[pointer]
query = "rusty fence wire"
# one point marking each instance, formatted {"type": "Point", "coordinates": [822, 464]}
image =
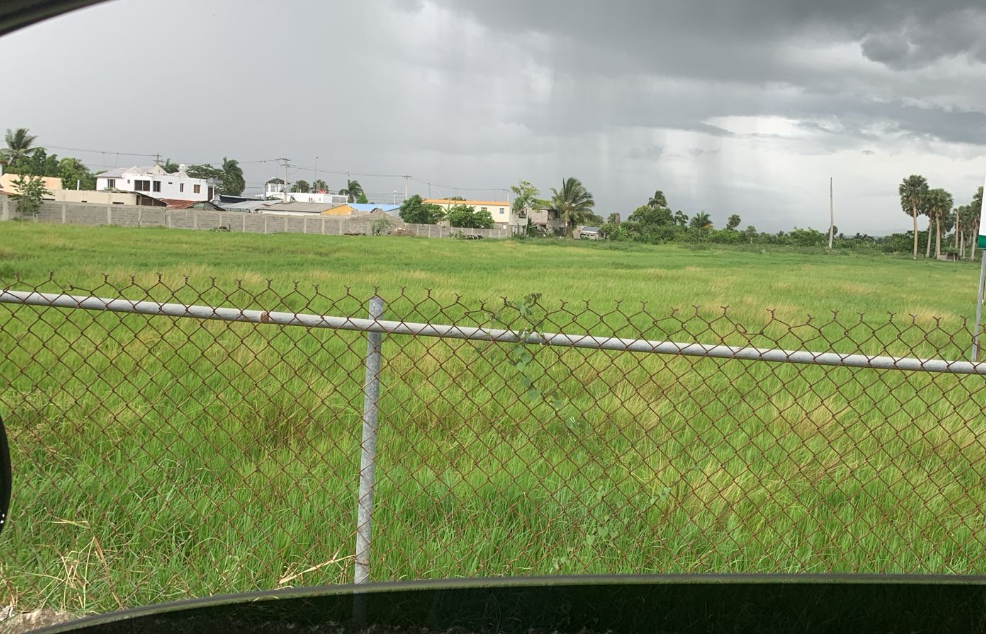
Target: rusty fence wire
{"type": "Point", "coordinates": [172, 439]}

EXERCISE:
Write out the listing above line for line, leaving out the picture.

WORKED ANSWER:
[pointer]
query = "rusty fence wire"
# one point marking each instance, formatted {"type": "Point", "coordinates": [822, 464]}
image =
Target: rusty fence wire
{"type": "Point", "coordinates": [172, 439]}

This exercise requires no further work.